## BEGIN

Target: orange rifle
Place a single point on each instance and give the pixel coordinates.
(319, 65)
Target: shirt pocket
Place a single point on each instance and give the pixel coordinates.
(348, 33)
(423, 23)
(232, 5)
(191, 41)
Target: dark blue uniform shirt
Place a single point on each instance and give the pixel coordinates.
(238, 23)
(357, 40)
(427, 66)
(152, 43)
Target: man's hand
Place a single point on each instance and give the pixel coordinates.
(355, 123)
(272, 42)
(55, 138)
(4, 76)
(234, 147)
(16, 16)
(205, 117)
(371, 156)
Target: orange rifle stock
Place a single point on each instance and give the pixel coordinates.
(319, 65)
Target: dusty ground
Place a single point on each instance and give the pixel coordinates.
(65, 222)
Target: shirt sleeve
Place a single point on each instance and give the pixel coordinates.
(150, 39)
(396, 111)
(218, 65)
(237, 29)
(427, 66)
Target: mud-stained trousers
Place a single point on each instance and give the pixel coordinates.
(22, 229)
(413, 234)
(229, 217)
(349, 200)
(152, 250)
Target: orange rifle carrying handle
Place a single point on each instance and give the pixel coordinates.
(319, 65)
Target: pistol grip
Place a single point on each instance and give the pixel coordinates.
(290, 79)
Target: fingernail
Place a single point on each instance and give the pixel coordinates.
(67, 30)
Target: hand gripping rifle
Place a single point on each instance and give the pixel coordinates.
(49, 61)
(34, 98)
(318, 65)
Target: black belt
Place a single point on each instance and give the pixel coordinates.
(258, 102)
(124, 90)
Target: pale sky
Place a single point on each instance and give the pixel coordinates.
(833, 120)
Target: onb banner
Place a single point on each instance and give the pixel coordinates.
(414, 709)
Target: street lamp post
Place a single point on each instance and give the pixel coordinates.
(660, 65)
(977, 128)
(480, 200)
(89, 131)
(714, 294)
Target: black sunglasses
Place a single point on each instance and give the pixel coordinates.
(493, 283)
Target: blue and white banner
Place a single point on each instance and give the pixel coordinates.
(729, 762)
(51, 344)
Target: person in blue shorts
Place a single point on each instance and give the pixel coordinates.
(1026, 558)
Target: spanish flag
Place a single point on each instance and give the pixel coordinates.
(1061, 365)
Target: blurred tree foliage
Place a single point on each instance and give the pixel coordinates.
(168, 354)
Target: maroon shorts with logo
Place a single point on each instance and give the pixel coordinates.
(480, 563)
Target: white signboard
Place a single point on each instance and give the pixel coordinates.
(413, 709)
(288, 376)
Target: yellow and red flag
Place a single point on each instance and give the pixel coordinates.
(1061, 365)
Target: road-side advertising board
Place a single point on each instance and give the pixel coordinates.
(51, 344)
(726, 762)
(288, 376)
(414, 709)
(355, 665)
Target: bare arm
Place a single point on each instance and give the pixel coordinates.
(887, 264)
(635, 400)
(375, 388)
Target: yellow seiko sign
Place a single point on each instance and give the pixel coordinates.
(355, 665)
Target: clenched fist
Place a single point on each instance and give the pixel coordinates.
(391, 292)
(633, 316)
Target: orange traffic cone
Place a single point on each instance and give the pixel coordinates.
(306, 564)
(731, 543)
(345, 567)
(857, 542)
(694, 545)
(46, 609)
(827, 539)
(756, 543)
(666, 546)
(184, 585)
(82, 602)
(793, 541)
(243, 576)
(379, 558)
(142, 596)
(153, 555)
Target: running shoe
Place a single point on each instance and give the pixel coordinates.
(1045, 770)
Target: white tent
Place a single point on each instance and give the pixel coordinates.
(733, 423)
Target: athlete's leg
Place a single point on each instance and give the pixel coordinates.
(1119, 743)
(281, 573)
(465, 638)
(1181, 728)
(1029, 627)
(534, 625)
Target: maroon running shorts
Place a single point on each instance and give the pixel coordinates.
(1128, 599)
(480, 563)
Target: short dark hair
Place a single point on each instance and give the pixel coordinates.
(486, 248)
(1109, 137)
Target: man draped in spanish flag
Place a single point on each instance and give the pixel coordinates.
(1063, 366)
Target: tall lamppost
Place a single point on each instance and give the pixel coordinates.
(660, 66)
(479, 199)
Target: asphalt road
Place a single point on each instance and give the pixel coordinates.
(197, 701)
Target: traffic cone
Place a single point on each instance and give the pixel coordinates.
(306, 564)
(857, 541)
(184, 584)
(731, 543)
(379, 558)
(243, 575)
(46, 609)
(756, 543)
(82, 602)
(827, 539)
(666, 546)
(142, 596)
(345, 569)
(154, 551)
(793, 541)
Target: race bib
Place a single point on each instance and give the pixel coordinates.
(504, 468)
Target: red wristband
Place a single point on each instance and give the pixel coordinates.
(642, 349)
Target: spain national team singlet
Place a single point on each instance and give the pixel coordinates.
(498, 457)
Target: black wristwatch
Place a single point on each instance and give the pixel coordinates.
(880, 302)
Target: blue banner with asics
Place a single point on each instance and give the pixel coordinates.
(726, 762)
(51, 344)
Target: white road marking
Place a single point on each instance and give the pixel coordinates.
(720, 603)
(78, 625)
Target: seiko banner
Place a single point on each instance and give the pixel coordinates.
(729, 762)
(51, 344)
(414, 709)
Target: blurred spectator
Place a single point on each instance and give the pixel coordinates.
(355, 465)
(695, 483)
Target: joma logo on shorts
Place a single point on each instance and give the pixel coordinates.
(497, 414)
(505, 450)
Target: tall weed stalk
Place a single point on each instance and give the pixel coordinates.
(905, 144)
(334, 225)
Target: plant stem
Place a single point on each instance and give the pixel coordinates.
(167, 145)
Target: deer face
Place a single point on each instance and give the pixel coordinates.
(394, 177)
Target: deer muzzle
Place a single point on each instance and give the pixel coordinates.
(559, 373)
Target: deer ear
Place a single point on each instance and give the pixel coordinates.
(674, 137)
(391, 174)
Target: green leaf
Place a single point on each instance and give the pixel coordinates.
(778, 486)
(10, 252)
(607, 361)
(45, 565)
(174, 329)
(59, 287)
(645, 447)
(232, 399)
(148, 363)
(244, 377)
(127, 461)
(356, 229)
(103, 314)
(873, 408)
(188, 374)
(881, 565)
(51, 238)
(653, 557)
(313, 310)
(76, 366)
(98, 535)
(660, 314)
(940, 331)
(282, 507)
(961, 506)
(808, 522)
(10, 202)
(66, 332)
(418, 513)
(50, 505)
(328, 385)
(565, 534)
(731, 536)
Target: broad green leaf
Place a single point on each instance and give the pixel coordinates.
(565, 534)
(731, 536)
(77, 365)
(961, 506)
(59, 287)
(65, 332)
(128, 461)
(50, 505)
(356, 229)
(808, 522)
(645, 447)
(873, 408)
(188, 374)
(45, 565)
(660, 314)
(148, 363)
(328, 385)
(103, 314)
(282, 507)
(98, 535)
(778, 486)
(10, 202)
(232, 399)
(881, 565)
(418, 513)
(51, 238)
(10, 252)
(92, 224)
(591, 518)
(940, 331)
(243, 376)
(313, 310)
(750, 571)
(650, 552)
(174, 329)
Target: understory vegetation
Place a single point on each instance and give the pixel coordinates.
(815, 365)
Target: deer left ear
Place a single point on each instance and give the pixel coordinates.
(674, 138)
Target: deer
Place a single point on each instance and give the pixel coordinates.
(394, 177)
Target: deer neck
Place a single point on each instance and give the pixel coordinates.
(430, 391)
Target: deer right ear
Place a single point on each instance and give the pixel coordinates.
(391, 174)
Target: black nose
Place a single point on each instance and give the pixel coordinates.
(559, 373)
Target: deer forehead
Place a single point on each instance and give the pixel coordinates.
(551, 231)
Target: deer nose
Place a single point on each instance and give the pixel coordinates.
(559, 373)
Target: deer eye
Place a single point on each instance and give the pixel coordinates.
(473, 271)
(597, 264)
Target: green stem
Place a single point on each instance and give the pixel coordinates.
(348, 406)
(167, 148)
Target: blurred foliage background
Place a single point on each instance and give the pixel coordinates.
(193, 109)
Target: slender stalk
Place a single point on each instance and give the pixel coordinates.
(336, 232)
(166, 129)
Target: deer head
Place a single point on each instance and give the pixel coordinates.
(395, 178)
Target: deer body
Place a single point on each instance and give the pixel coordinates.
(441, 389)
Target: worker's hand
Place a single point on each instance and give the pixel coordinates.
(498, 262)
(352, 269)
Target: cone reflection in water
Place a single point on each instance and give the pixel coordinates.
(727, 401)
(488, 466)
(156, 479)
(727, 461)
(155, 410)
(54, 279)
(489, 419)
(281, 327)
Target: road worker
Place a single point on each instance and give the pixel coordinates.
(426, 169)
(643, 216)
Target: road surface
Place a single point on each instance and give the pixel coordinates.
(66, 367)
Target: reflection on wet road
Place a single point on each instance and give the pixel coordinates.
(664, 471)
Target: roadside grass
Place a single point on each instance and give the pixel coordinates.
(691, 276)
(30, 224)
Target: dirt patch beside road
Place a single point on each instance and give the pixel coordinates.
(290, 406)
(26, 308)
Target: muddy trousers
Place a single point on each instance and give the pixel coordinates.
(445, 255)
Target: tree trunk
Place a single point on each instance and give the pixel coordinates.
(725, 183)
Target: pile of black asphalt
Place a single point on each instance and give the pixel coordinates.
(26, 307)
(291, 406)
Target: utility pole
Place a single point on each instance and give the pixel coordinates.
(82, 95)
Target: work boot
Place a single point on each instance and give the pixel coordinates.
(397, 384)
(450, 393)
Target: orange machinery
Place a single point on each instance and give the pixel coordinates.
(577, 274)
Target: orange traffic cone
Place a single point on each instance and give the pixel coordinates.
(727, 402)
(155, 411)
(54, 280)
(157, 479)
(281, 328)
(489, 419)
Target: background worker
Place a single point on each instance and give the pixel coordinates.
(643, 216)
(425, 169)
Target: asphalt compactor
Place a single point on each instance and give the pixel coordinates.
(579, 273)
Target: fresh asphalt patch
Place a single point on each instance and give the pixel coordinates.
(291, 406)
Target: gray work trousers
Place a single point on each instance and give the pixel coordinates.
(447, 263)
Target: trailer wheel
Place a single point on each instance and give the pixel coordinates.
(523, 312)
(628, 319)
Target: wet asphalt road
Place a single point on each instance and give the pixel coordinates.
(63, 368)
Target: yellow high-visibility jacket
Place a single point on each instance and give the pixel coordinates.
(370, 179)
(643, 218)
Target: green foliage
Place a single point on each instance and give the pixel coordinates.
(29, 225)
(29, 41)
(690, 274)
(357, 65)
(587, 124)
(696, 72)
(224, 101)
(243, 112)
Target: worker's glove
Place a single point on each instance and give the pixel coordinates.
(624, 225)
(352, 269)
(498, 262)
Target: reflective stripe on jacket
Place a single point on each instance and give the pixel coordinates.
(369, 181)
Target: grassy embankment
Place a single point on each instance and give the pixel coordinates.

## END

Reproduce, without any change, the part of the listing that opens with the line containing "Target: yellow high-visibility jacket" and closes with the final line of the listing, both included.

Target: yellow high-visibility jacket
Place a single point on each instance and give the pixel coordinates.
(370, 179)
(643, 218)
Target: green foliage
Place a single point on each instance and give the pixel coordinates.
(29, 225)
(29, 41)
(690, 274)
(357, 65)
(587, 124)
(696, 72)
(224, 101)
(243, 112)
Target: worker's glove
Place a single point on each instance and give the pixel coordinates.
(624, 225)
(352, 269)
(498, 262)
Target: reflective stripe on jacket
Place a single point on each instance and give the pixel coordinates.
(369, 181)
Target: grassy embankment
Place a single point on each instance and give the pixel coordinates.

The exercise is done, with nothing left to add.